[Items stored from a collection]
---

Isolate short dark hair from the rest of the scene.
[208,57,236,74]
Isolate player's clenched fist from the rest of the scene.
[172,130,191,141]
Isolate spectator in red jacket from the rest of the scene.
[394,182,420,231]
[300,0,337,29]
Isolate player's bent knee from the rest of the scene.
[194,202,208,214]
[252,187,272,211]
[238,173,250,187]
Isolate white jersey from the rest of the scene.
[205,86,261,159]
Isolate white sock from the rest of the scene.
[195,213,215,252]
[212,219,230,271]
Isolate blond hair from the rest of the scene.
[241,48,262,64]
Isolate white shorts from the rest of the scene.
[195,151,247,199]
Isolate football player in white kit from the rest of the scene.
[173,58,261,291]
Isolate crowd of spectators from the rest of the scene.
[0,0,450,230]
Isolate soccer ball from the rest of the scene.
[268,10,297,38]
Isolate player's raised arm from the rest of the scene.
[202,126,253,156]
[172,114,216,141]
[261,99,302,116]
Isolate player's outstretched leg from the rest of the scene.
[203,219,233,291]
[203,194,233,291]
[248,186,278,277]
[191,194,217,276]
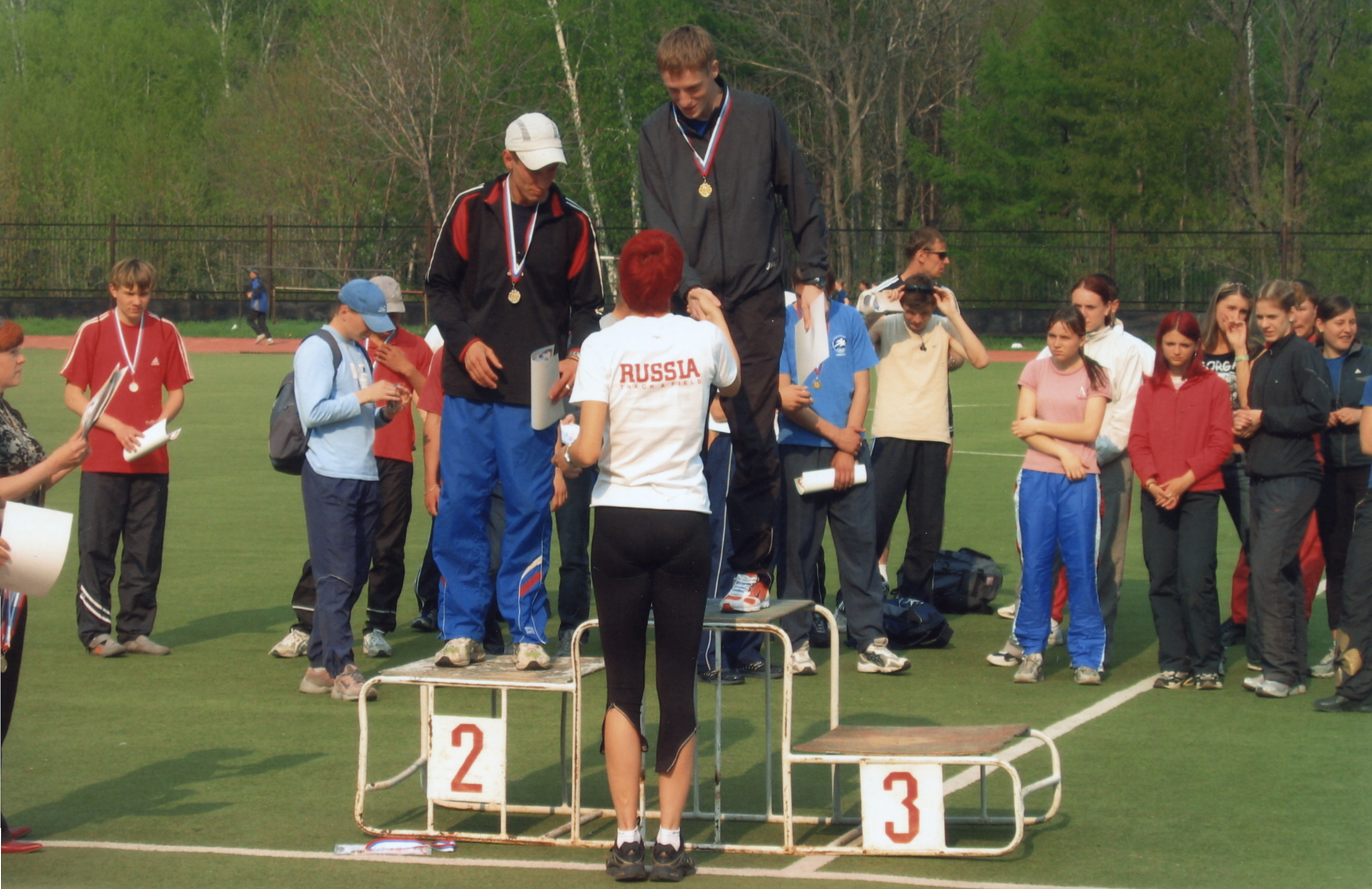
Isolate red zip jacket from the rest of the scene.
[1129,371,1233,491]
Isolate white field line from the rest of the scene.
[782,675,1157,877]
[43,840,1136,889]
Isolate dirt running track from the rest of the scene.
[23,336,1038,363]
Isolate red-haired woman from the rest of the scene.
[554,229,739,882]
[1129,311,1233,691]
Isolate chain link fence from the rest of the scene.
[0,217,1372,311]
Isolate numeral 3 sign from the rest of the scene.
[859,763,945,852]
[428,716,505,802]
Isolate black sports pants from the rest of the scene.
[77,472,168,646]
[871,438,950,602]
[591,506,709,772]
[291,457,415,633]
[720,281,786,573]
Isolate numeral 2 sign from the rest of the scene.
[428,716,505,802]
[859,763,945,852]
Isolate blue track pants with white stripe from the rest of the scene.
[1014,469,1106,669]
[433,395,557,645]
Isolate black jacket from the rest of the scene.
[424,175,605,405]
[1240,334,1334,479]
[638,81,829,307]
[1320,343,1372,469]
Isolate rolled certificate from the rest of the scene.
[796,464,867,495]
[123,420,181,462]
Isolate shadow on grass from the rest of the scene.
[158,602,291,648]
[15,747,324,836]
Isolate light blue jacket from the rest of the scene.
[295,325,386,482]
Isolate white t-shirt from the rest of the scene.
[571,314,738,513]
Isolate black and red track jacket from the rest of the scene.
[424,175,605,405]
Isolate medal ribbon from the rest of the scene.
[502,175,538,285]
[113,310,148,381]
[672,87,734,178]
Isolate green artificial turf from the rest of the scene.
[4,350,1372,889]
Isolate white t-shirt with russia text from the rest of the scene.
[571,314,738,513]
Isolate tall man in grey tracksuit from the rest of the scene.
[638,25,829,610]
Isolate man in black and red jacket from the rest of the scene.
[638,25,829,612]
[425,114,604,669]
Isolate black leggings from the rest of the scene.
[591,506,709,772]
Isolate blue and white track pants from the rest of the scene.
[433,395,557,645]
[1014,469,1106,669]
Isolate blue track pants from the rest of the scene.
[433,395,557,645]
[1014,469,1106,669]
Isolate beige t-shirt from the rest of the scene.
[871,314,952,443]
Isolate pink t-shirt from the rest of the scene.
[1020,358,1110,474]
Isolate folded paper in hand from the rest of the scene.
[123,420,181,462]
[796,464,867,495]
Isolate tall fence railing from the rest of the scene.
[0,217,1372,309]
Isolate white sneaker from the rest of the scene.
[788,639,819,676]
[271,627,310,657]
[362,630,395,657]
[1310,645,1339,679]
[719,573,771,613]
[514,642,553,669]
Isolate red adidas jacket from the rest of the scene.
[1129,371,1233,491]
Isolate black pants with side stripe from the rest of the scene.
[77,472,168,648]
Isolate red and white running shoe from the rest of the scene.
[719,573,771,613]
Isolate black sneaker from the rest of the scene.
[605,841,648,882]
[652,842,695,882]
[738,661,784,679]
[695,669,744,685]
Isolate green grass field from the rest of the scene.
[4,350,1372,889]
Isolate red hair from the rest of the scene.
[619,229,686,314]
[1152,311,1210,386]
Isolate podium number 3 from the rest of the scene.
[453,723,483,790]
[883,768,919,842]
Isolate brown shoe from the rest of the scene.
[334,664,376,701]
[123,637,172,654]
[300,667,334,694]
[87,633,126,657]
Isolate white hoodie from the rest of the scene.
[1038,319,1157,464]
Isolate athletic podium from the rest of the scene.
[354,601,1062,856]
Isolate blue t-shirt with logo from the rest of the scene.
[776,300,877,447]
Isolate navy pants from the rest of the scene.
[300,459,381,676]
[1014,469,1106,669]
[433,395,557,645]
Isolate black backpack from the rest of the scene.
[881,595,952,649]
[930,546,1005,615]
[266,329,343,474]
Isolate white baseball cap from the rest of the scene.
[372,274,405,314]
[505,111,567,170]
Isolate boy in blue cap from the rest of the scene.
[295,279,406,701]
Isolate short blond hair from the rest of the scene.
[657,25,715,74]
[110,256,158,292]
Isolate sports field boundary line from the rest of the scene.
[43,840,1136,889]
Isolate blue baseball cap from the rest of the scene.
[339,279,395,334]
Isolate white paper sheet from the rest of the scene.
[796,464,867,495]
[791,294,829,386]
[81,365,129,436]
[0,503,72,597]
[528,346,567,430]
[123,420,181,462]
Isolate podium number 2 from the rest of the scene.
[883,768,919,842]
[453,723,486,790]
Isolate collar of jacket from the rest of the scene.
[482,173,567,218]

---

WHAT NEEDS TO BE DONE: Present all of the records above as a numbered list, leaving out blank lines and omitting the pictures.

FINISHED TASK:
1. Isolate short dark hair from the rest of the scene.
2. [208,57,236,74]
3. Isolate player's clenched fist from the rest of the scene.
4. [172,130,191,141]
5. Isolate spectator in red jacket from the rest of the scene.
6. [394,182,420,231]
7. [300,0,337,29]
8. Isolate player's bent knee from the rest of the scene.
9. [194,202,208,214]
10. [252,187,272,211]
11. [238,173,250,187]
12. Isolate white jersey from the rest of the scene.
13. [205,86,261,159]
14. Isolate white sock from the rest of the scene.
15. [195,213,215,252]
16. [212,219,230,271]
17. Isolate blond hair from the rest of the scene.
18. [241,48,262,64]
19. Isolate white shorts from the rest of the scene.
20. [195,151,247,199]
21. Isolate football player in white kit from the rest of the scene.
22. [173,58,261,291]
23. Isolate crowd of spectators from the rest of the scene.
24. [0,0,450,230]
25. Isolate soccer ball from the rest of the scene.
26. [268,10,297,38]
27. Isolate player's raised arm from the rest of the scene.
28. [202,126,253,156]
29. [172,114,216,141]
30. [261,99,302,116]
31. Isolate player's outstretched leg from the rest of the scene.
32. [203,219,233,291]
33. [203,194,233,291]
34. [248,186,278,277]
35. [191,194,217,276]
36. Isolate red zip jacket from the rest of the scene.
37. [1129,371,1233,491]
38. Isolate white field line from the rest of the scene.
39. [782,675,1157,877]
40. [43,840,1136,889]
41. Isolate dirt running track from the rest of the scene.
42. [23,336,1038,363]
43. Isolate red-haired woman from the rest of the scene.
44. [554,229,739,882]
45. [1129,311,1233,691]
46. Isolate chain link fence from the rest of the scene.
47. [0,217,1372,311]
48. Isolate numeral 3 sign from the rest of the scene.
49. [859,763,945,852]
50. [428,716,505,802]
51. Isolate black sports pants from the rest of the scene.
52. [77,472,168,646]
53. [871,438,950,602]
54. [591,506,709,772]
55. [291,457,415,633]
56. [720,281,786,573]
57. Isolate numeral 2 sign from the rest of the scene.
58. [428,716,505,802]
59. [859,763,945,852]
60. Isolate blue track pants with white stripe from the rest of the scene.
61. [1014,469,1106,669]
62. [433,395,557,645]
63. Isolate black jacket from the rest of the scene.
64. [424,175,605,405]
65. [1240,334,1334,479]
66. [638,81,829,307]
67. [1320,343,1372,469]
68. Isolate rolled certificate from the rest of the scene.
69. [796,464,867,495]
70. [123,420,181,462]
71. Isolate shadow on grass from the rest of the scene.
72. [158,602,291,648]
73. [15,747,324,836]
74. Isolate light blue jacket from the rest of the scene.
75. [295,325,386,482]
76. Isolate white t-shirt from the rest of the scene.
77. [571,314,738,513]
78. Isolate black and red track jacket from the rest of the scene.
79. [424,175,605,405]
80. Isolate medal ribbon from the rest of the scene.
81. [502,175,538,285]
82. [113,310,148,381]
83. [672,87,734,178]
84. Isolate green artificial turf from the rest of the scene.
85. [4,350,1372,889]
86. Isolate white t-shirt with russia text from the rest of the scene.
87. [571,314,738,513]
88. Isolate tall man in grey tracksuit from the rest of the scene.
89. [638,25,829,610]
90. Isolate man in black and red jacket from the rest of the scene.
91. [638,25,829,612]
92. [425,114,604,669]
93. Isolate black leggings from the rest of the scene.
94. [591,506,709,772]
95. Isolate blue and white track pants from the rest of the scene.
96. [433,395,557,645]
97. [1014,469,1106,669]
98. Isolate blue track pants from the rest of the scene.
99. [433,395,557,645]
100. [1014,469,1106,669]
101. Isolate beige t-shirt from the rest of the scene.
102. [871,314,952,443]
103. Isolate pink t-shirt from the rest of the scene.
104. [1020,358,1110,474]
105. Isolate folded paper in hand from the rest of the scene.
106. [123,420,181,462]
107. [796,464,867,495]
108. Isolate tall fence railing from the rest of the scene.
109. [0,217,1372,309]
110. Isolate white sneaker from the rest of the scene.
111. [788,639,819,676]
112. [271,627,310,657]
113. [362,630,395,657]
114. [1310,645,1339,679]
115. [719,573,771,613]
116. [514,642,553,669]
117. Isolate red adidas jacket from the rest of the scene.
118. [1129,371,1233,491]
119. Isolate black pants with side stripe from the rest of the scene.
120. [77,472,168,648]
121. Isolate red and white running shoe from the rest of the scene.
122. [719,573,771,613]
123. Isolate black sneaker from the rest of the scene.
124. [605,841,648,882]
125. [652,842,695,882]
126. [738,661,784,679]
127. [695,669,744,685]
128. Isolate green grass field from the rest of the scene.
129. [4,350,1372,889]
130. Isolate red hair from the rest of the scene.
131. [619,229,686,314]
132. [1152,311,1210,386]
133. Isolate podium number 3 from the rest of the scene.
134. [453,723,483,790]
135. [883,768,919,842]
136. Isolate brown shoe from the rest of the scene.
137. [334,664,376,701]
138. [123,637,172,654]
139. [300,667,334,694]
140. [87,633,126,657]
141. Isolate white hoodie from the rest of the scene.
142. [1038,319,1157,464]
143. Isolate athletic podium from the rest of the scene.
144. [354,601,1062,856]
145. Isolate blue t-shirt with logo from the rest of the scene.
146. [776,300,877,447]
147. Isolate navy pants from the rest of the scene.
148. [300,459,381,676]
149. [1014,469,1106,669]
150. [433,395,557,645]
151. Isolate black backpack from the rest of the scene.
152. [881,595,952,649]
153. [930,546,1005,615]
154. [266,329,343,474]
155. Isolate white baseball cap from the rest of the scene.
156. [372,274,405,314]
157. [505,111,567,170]
158. Isolate boy in blue cap from the rest of the scene.
159. [295,279,406,701]
160. Isolate short blond hair from the rest of the scene.
161. [657,25,715,74]
162. [110,256,158,292]
163. Isolate sports field boundary line from the rest of the scene.
164. [43,840,1136,889]
165. Isolate blue baseball cap from the rest of the scene.
166. [339,279,395,334]
167. Isolate white paper sheet from the rest of the scene.
168. [796,464,867,495]
169. [791,294,829,386]
170. [81,365,129,436]
171. [0,503,72,597]
172. [528,346,567,430]
173. [123,420,181,462]
174. Isolate podium number 2 from the rest of the scene.
175. [883,768,919,842]
176. [453,723,486,790]
177. Isolate collar of jacket from the rest of the scene.
178. [482,173,567,218]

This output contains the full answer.